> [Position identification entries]

=-=-=

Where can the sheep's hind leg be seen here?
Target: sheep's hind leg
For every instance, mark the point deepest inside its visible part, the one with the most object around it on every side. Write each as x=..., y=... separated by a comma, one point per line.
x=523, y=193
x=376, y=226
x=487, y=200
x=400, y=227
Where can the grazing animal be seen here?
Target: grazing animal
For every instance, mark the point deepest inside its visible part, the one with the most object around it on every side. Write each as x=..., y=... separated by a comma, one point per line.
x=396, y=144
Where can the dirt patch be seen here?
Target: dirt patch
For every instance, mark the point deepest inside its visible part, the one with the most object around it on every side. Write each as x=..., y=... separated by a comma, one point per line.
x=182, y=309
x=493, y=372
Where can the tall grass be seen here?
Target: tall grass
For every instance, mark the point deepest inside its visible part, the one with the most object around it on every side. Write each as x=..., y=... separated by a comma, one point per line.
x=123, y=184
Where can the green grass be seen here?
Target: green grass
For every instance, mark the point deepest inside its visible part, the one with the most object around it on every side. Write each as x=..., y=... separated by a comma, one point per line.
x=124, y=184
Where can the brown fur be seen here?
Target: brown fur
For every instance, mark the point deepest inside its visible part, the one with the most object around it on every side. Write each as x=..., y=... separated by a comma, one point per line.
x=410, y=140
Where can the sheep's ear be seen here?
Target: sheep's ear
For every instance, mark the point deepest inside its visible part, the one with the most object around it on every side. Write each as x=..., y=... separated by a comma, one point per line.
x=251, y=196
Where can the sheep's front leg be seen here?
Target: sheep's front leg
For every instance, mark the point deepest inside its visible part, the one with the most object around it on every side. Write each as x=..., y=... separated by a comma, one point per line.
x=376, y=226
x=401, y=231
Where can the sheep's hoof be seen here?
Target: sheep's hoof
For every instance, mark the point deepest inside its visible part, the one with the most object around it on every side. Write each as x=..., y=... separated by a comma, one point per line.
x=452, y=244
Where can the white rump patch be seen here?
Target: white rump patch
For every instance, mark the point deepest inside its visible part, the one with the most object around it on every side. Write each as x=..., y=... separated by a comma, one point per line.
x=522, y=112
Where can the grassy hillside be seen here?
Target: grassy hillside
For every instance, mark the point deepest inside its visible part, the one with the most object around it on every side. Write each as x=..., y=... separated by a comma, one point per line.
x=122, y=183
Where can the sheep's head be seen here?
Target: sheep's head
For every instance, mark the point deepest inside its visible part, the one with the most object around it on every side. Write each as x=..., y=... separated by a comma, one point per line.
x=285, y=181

=-=-=

> [Required task] Lay out the stretch of the entries from the line containing "Where can the dirt patch be seen here?" through the line containing "x=123, y=184" as a numbered list, leaving out any blank lines.

> [Output]
1. Where can the dirt patch be seen here?
2. Target: dirt patch
3. For every instance, mark the point deepest inside its visible part, the one with the most object around it on every side. Write each as x=..., y=... separated by a comma, one point per line.
4. x=182, y=309
5. x=493, y=372
6. Where can the tall grass be seen here?
7. Target: tall grass
8. For every instance, mark the point deepest inside its visible part, the one with the most object around it on every side. Write each as x=..., y=... separated by a comma, one point per line.
9. x=123, y=184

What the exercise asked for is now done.